Actualice el pasaje del texto sobre la crisis del Museo del Prado que se abre con las palabras "En vísperas de" y se cierra con "no le competían.", sustituyendo "Patronato" por "Consejo Rector" en todo el fragmento.

**Texto para analizar**
-=-=-

En vísperas de las vacaciones estivales, el Gobierno anunció su decisión de paralizar el acelerado proceso de cambio impuesto por el Patronato, para poder abrir el debate social que muchos propugnábamos. Sin embargo, a la vuelta del verano, tan juiciosa declaración de intenciones se vería negada por los hechos: ante el ofrecimiento de los socialistas de establecer plataformas para el diálogo, de nuevo, el Ministerio de Cultura se inhibía, o mostraba su impotencia frente a las decisiones unilaterales de un Patronato que asumía constantemente funciones que no le competían.

De esta forma, se llega al reciente capítulo de la dimisión de Fernando Checa y el nombramiento de un nuevo director, al que, según parece, se le ofrecen unas condiciones contractuales muy especiales. Sin que nada sustancial haya cambiado -salvo el perfil del director, que ya no es un científico, sino un gestor cultural-, mientras los auténticos responsables de la situación que sufre el museo continúan en sus puestos, se nos anuncia ahora la apertura de una fase prometedora para la institución. A la vista de los antecedentes, tan desmedido optimismo sólo puede ser fruto de una preocupante ignorancia, del deseo de ocultar el auténtico objetivo de la operación, o, tal vez, de ambas cosas. Pues, difícilmente el nuevo director va a poder asumir plenos poderes ejecutivos, según ha manifestado, ya que legalmente carece de ellos; a no ser que por 'ejecutivo' se entienda la ejecución automática de las órdenes del Patronato.

La crisis del Museo del Prado sigue, pues, abierta, y seguirá estándolo hasta que los responsables comprendan que sus males no se maquillan destituyendo a directores, y que las soluciones pasan por la apertura de un amplio debate sobre el modelo de museo que nuestra sociedad precisa. En este sentido, frente a los que, instalados en un discurso que se autodefine de posmoderno, propugnan la no intromisión de los poderes públicos en el ámbito cultural, habrá que recordar que el Prado es un museo público y que, como tal, debe ser un instrumento de política cultural. Una política cuyas líneas maestras han de definir las instancias democráticas y no un grupo de notables. Algo en lo que no parece creer el Partido Popular, que en los últimos tiempos ha generado una inflación de sociedades estatales y patronatos con plenos poderes, como el que se dibuja para el Prado: taifas creadas bajo la coartada de una hipotética eficacia, y que revelan una profunda desconfianza en lo público.

-=-=-

**Conjunto de datos**
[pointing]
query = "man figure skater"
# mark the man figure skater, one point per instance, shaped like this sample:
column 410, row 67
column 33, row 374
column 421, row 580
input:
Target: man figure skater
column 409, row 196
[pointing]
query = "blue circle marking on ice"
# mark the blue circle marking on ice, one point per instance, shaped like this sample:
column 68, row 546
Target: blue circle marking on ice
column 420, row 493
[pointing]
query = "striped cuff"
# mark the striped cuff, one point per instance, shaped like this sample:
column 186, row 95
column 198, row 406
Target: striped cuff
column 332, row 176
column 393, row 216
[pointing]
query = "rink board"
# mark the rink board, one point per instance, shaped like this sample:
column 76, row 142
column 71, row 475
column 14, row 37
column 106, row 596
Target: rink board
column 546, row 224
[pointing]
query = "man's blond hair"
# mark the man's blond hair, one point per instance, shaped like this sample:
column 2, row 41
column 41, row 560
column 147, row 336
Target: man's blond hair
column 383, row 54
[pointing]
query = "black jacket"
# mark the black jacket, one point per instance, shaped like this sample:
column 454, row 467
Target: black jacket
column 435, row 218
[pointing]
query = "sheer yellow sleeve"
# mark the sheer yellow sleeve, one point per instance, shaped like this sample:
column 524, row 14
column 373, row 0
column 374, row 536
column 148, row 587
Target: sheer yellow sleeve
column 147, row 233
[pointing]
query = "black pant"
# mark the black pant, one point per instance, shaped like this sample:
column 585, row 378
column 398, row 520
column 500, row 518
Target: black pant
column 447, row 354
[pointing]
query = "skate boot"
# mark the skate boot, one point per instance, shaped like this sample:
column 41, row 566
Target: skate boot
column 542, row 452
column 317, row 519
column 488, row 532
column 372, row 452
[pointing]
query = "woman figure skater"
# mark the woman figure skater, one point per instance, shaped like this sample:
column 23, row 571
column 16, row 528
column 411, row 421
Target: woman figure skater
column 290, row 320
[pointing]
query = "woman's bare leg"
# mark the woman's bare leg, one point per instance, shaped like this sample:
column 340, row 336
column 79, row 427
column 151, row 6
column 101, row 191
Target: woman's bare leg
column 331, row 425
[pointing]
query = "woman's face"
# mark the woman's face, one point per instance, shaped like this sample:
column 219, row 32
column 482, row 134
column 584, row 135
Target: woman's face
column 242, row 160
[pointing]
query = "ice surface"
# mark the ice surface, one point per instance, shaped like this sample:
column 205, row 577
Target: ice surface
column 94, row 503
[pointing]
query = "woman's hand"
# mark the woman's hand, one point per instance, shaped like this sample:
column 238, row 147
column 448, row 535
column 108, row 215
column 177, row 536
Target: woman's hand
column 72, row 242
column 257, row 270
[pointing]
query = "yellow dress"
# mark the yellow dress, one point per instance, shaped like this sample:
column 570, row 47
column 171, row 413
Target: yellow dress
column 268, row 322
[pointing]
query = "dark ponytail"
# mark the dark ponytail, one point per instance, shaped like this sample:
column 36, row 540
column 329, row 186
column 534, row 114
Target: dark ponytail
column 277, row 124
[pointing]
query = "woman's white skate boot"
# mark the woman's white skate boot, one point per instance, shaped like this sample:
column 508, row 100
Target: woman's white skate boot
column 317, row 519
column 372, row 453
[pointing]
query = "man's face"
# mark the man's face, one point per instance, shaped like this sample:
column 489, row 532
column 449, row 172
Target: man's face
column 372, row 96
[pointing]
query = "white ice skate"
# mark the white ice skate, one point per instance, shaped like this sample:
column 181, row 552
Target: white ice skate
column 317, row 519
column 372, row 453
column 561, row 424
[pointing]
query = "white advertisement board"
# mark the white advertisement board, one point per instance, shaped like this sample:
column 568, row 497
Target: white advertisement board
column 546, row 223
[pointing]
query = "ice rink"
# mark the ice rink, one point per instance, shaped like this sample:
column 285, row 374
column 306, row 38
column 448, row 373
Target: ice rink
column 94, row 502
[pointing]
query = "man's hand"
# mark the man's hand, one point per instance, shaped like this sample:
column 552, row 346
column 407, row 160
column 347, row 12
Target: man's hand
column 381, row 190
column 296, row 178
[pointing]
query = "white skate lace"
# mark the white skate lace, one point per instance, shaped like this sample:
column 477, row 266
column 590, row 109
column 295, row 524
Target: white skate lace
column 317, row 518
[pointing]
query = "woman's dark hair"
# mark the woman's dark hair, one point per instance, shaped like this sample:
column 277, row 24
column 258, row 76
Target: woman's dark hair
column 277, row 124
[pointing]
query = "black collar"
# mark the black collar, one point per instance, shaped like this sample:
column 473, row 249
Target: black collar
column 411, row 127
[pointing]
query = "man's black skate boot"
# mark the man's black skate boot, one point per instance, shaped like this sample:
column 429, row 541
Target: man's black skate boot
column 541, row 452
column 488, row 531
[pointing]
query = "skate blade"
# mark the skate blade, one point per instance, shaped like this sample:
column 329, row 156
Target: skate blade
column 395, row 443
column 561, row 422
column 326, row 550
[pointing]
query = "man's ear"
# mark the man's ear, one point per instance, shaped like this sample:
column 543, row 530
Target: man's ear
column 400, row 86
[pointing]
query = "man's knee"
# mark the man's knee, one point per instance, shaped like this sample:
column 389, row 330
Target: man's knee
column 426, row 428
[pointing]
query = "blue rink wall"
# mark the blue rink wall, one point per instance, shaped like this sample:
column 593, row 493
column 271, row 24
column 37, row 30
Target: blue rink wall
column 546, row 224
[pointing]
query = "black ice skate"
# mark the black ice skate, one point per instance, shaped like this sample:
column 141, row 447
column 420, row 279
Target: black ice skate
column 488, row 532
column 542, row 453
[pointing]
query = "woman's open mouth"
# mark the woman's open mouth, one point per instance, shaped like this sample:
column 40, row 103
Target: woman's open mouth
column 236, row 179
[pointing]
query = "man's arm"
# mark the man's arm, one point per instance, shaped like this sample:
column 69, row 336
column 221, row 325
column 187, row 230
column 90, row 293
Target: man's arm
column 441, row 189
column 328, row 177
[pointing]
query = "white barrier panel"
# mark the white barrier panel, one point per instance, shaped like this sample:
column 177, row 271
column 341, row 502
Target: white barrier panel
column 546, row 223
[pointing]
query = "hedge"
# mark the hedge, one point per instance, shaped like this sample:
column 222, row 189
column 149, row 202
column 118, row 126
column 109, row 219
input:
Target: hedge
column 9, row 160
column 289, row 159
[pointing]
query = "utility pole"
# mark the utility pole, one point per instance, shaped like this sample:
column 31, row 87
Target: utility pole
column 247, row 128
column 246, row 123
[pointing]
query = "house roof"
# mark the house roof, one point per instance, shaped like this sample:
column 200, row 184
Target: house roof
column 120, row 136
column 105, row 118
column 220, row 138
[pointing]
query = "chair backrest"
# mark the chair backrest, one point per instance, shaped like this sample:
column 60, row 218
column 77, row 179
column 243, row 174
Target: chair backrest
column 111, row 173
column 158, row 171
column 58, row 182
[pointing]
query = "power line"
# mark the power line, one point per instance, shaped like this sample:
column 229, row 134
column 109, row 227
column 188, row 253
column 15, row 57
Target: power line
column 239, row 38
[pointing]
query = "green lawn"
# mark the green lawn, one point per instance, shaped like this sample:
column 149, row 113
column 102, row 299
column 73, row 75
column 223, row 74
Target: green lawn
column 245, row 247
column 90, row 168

-=-=-

**Tarea completada**
En vísperas de las vacaciones estivales, el Gobierno anunció su decisión de paralizar el acelerado proceso de cambio impuesto por el Consejo Rector, para poder abrir el debate social que muchos propugnábamos. Sin embargo, a la vuelta del verano, tan juiciosa declaración de intenciones se vería negada por los hechos: ante el ofrecimiento de los socialistas de establecer plataformas para el diálogo, de nuevo, el Ministerio de Cultura se inhibía, o mostraba su impotencia frente a las decisiones unilaterales de un Consejo Rector que asumía constantemente funciones que no le competían.